### Tasks and exercises
- 1) List the nations that the seven craters on the patch stand for in the passage about the mission patch.
- 2) Copy everything in the passage about the mission patch from "The patch was" down to "reach the moon.", word for word.

### Passage for review

The mission patch itself tells a layered story. At its center is a peregrine falcon in flight, wings spread toward the moon—a deliberate echo of the bald eagle that graced the Apollo 11 insignia. The moon depicted on the patch is rendered in the phase it will actually show when the lander touches down, based on the mission timeline. Seven craters mark the lunar surface, each one representing a nation flying payloads aboard: the United States, Mexico, Canada, the United Kingdom, Japan, Hungary, and Chile. The design emphasizes upward motion and exploration, with the Astrobotic logo itself lifting the bird toward its destination.
Sarah Huth, the company's graphic designer, explained the thinking behind the imagery. The peregrine falcon carries multiple layers of meaning. It is the world's most widely distributed bird of prey, present on five of six continents—a fitting symbol for a mission carrying the dreams of people across the globe. The lander will transport personal mementos through the DHL MoonBox, payloads from space agencies like Mexico's Agencia Espacial Mexicana and NASA, and instruments from private companies like SpaceBit in the UK. The peregrine also happens to be the fastest animal on Earth, diving at speeds exceeding 200 miles per hour. That speed and agility, Huth said, represented how Astrobotic itself had nimbly navigated the shifting landscape of the space sector.
The patch was designed to work across contexts—whether sewn onto a jacket or projected on a screen—with every element carrying intentional symbolism. The company plans to sell the patches through a new online store launching in early April, capitalizing on the historic weight of the moment. For Astrobotic and the commercial space industry, the Peregrine Mission One represents not just a technical achievement but a shift in who gets to reach the moon.

### Information shown

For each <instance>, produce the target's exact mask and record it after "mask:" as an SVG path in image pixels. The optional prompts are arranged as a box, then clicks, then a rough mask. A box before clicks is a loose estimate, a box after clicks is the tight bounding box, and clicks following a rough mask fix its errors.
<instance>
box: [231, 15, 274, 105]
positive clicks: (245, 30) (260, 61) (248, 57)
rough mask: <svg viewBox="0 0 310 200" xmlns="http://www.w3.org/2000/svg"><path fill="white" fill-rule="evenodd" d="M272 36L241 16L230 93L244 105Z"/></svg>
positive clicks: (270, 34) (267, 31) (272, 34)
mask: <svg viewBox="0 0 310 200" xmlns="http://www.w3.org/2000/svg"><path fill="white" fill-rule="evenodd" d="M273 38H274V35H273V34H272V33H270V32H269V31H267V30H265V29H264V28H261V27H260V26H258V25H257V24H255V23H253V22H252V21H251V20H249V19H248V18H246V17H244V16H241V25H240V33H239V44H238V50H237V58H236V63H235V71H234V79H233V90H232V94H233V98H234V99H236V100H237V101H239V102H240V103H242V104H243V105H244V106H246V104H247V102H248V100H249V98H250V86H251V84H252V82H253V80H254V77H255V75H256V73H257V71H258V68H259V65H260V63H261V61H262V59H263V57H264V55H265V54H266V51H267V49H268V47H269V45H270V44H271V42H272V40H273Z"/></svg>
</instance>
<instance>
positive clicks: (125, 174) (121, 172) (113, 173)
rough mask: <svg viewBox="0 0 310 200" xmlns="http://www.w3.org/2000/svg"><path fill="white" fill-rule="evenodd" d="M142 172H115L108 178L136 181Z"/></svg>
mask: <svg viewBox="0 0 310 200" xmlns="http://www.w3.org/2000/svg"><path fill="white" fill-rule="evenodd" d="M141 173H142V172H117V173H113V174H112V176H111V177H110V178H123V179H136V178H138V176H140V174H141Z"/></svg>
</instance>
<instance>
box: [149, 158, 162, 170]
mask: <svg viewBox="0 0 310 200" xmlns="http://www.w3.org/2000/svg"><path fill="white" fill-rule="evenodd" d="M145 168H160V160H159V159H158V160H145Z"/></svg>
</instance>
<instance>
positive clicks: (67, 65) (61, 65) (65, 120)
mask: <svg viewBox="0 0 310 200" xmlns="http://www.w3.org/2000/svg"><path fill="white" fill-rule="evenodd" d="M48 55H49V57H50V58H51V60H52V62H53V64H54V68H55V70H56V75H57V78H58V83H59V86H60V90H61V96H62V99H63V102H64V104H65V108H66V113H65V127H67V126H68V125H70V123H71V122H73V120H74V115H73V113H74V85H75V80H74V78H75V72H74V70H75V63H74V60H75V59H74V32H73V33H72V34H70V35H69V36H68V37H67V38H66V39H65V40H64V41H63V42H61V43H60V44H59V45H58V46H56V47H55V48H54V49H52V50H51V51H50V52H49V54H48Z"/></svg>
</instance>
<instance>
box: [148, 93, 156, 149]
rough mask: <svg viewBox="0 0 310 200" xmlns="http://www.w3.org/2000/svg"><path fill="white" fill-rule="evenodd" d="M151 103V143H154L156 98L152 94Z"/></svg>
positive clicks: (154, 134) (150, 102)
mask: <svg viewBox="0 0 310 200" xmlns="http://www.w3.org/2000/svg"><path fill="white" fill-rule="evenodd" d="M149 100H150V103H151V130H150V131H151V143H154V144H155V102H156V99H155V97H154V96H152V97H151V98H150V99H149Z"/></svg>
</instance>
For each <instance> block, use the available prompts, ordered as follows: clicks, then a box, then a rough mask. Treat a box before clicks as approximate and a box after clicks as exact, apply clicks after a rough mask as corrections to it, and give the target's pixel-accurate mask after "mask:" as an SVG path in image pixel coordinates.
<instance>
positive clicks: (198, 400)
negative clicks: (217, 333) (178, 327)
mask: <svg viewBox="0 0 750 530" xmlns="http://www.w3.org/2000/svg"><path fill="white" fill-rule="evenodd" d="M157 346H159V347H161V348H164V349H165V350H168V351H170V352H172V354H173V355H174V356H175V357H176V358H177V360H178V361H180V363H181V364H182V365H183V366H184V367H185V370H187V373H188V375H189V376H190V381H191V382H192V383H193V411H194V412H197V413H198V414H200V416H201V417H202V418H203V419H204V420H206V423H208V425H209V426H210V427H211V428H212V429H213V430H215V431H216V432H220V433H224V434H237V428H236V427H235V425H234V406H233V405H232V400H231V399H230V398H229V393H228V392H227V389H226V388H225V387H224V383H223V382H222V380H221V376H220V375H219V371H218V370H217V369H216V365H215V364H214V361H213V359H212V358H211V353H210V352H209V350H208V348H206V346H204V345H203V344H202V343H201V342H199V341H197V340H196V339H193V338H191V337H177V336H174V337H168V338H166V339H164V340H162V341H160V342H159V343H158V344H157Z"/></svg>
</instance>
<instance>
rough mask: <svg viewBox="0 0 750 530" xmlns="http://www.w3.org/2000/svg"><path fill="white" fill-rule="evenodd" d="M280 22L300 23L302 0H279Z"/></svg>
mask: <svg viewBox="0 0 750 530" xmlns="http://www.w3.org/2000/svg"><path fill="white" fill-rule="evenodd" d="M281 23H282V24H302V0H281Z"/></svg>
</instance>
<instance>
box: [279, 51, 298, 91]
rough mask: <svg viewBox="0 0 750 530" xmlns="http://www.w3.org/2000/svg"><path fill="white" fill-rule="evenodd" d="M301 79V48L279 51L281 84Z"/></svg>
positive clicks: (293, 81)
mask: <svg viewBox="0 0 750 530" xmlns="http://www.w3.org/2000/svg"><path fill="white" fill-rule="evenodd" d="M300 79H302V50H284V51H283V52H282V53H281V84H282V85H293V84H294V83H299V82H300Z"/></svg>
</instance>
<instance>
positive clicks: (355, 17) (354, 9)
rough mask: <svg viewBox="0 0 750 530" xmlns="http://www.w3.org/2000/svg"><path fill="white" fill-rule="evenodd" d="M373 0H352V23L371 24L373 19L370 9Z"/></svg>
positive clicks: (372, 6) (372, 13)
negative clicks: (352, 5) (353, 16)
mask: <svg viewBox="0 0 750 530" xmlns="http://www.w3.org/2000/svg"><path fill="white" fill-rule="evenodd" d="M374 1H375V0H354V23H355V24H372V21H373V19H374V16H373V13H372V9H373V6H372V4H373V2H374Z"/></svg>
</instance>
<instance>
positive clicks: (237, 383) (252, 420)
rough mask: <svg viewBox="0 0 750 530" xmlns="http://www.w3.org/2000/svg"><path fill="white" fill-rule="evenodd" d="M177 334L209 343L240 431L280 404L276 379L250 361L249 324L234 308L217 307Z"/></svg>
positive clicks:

### Responses by item number
- 1)
- the United States
- Mexico
- Canada
- the United Kingdom
- Japan
- Hungary
- Chile

- 2)
The patch was designed to work across contexts—whether sewn onto a jacket or projected on a screen—with every element carrying intentional symbolism. The company plans to sell the patches through a new online store launching in early April, capitalizing on the historic weight of the moment. For Astrobotic and the commercial space industry, the Peregrine Mission One represents not just a technical achievement but a shift in who gets to reach the moon.